I know I am a better person for having had to slow down.  A loss of true mobility that I am seeing regained has given me appreciation and gratitude for so many of those simple things we take for granted.  The walks on the beach with my dogs is a highlight of one of the things my mobility and I enjoy but the grander picture of walking at all is something I no longer take for granted!

(Assignment from Writing101) – Part 3

Write about a loss: something (or someone) that was part of your life, and isn’t any more.

This doesn’t need to be a depressing exercise; you can write about that time you lost the three-legged race at a picnic. What’s important is reflecting on this experience and what it meant for you — how it felt, why it happened, and what changed because of it.

Today’s twist: Make today’s post the first in a three-post series.

2 thoughts on “Writing 101 Day 4: (part 3)… other things gained

  1. I am very inspired by your post here. I know I am often “in a hurry” when I could easily just slow down and smell the roses. I have an extremely slow husband, his dad even nick-named him Mosey because he’s been slow his whole life. It drives me crazy because I have been “fast” all my life. Funny, most of my early elementary reports cards even have hand-written notes from my teachers saying, “Mary needs to slow down. She always has to be first to finish” (etc) I am very inspired by people whom I see that have a peaceful affect about them. They stand out in a crowd and some even stop me, dead in my tracks, total strangers who have such a sense of peace and love and goodness about them I feel humbled immediately just to come in contact with them.
    I think humility is the most awesome of the graces. I think your experience and the way you’ve written about those in our midst who have special needs and need our respect and carefulness is something we all need to remember. I was my mother’s care-taker for five years; she lived to be 94 with growing Alzheimer’s in the end. I, too, developed a different sense about special needs people from being with her.

  2. Thank you very much for taking the time to comment. I think in general life is trying to catch us all up in the hustle and bustle of ‘busyness’ & ‘hurry’ -rushing around and then wondering what did we really accomplish. My dogs help give me pause to enjoy their carefree joy and the sunsets remind me of the beauty around us. When we can notice the beauty around us and be grateful for the small things then perhaps too we take the time to as point out have the humility and grace to care about others. A constant lesson to be learned and remembered.

* **Position identification records**:
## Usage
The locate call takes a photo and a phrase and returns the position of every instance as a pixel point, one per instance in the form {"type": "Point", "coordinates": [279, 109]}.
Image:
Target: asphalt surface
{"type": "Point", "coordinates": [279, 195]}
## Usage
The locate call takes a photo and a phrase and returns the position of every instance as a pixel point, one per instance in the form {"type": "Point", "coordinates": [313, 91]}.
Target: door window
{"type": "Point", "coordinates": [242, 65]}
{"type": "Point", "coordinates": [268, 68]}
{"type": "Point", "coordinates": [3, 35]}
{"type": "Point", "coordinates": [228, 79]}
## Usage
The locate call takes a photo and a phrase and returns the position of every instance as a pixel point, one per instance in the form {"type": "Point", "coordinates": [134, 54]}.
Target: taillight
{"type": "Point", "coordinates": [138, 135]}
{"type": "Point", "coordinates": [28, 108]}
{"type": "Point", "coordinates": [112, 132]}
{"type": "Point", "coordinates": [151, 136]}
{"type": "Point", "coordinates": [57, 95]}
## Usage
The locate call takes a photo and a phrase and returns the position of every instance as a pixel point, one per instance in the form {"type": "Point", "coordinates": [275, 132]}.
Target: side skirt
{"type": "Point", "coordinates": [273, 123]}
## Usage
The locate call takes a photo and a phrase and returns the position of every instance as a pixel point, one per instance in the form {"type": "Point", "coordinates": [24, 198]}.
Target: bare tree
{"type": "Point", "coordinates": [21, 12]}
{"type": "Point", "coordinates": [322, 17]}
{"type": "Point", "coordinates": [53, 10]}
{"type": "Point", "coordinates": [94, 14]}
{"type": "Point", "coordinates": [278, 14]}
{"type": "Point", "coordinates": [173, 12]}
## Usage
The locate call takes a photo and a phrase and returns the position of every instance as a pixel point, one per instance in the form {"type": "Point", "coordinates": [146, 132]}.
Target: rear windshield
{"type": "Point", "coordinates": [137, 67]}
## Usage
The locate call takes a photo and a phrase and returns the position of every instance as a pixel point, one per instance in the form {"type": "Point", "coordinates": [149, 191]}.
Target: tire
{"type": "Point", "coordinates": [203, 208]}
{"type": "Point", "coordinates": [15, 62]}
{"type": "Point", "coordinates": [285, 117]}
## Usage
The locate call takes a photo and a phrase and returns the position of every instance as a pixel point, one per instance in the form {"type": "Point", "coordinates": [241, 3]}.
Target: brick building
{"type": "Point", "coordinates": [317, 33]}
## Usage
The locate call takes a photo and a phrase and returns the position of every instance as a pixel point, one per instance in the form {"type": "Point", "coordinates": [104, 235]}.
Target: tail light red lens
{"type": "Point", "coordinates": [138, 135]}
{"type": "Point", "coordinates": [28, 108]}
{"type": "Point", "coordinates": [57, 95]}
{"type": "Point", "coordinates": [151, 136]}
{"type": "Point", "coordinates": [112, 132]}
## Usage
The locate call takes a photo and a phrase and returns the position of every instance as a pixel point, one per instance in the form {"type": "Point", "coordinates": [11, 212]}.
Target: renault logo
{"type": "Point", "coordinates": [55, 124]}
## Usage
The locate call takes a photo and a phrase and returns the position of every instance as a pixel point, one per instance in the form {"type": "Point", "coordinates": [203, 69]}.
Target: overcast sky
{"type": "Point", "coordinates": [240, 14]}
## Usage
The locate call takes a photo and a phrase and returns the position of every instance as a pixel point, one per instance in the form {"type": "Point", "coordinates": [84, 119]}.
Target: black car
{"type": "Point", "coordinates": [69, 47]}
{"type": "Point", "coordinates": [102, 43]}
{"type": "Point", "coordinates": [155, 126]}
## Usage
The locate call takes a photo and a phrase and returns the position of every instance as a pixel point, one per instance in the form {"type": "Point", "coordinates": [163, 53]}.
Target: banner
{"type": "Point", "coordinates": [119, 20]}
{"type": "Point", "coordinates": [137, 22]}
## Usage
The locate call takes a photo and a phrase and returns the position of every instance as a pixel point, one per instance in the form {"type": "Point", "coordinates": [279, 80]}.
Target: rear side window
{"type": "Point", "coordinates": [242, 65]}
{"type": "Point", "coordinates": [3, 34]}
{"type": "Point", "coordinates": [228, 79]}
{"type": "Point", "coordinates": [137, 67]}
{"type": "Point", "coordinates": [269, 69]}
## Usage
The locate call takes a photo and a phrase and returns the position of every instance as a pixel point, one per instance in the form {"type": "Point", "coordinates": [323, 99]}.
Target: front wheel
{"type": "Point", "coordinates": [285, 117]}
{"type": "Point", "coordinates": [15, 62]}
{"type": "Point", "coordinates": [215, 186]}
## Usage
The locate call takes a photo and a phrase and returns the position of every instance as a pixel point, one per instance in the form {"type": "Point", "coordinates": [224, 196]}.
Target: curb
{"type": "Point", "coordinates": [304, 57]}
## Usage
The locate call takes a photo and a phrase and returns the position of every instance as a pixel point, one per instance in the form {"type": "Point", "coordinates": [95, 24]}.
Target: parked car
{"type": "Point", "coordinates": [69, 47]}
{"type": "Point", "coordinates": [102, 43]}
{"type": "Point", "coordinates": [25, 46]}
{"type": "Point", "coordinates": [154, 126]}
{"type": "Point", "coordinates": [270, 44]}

* **Task statement**:
From the Writing 101 post above, reproduce the passage starting with "I know I am a" and going on through "isn’t any more.".

* **Written reply**:
I know I am a better person for having had to slow down.  A loss of true mobility that I am seeing regained has given me appreciation and gratitude for so many of those simple things we take for granted.  The walks on the beach with my dogs is a highlight of one of the things my mobility and I enjoy but the grander picture of walking at all is something I no longer take for granted!

(Assignment from Writing101) – Part 3

Write about a loss: something (or someone) that was part of your life, and isn’t any more.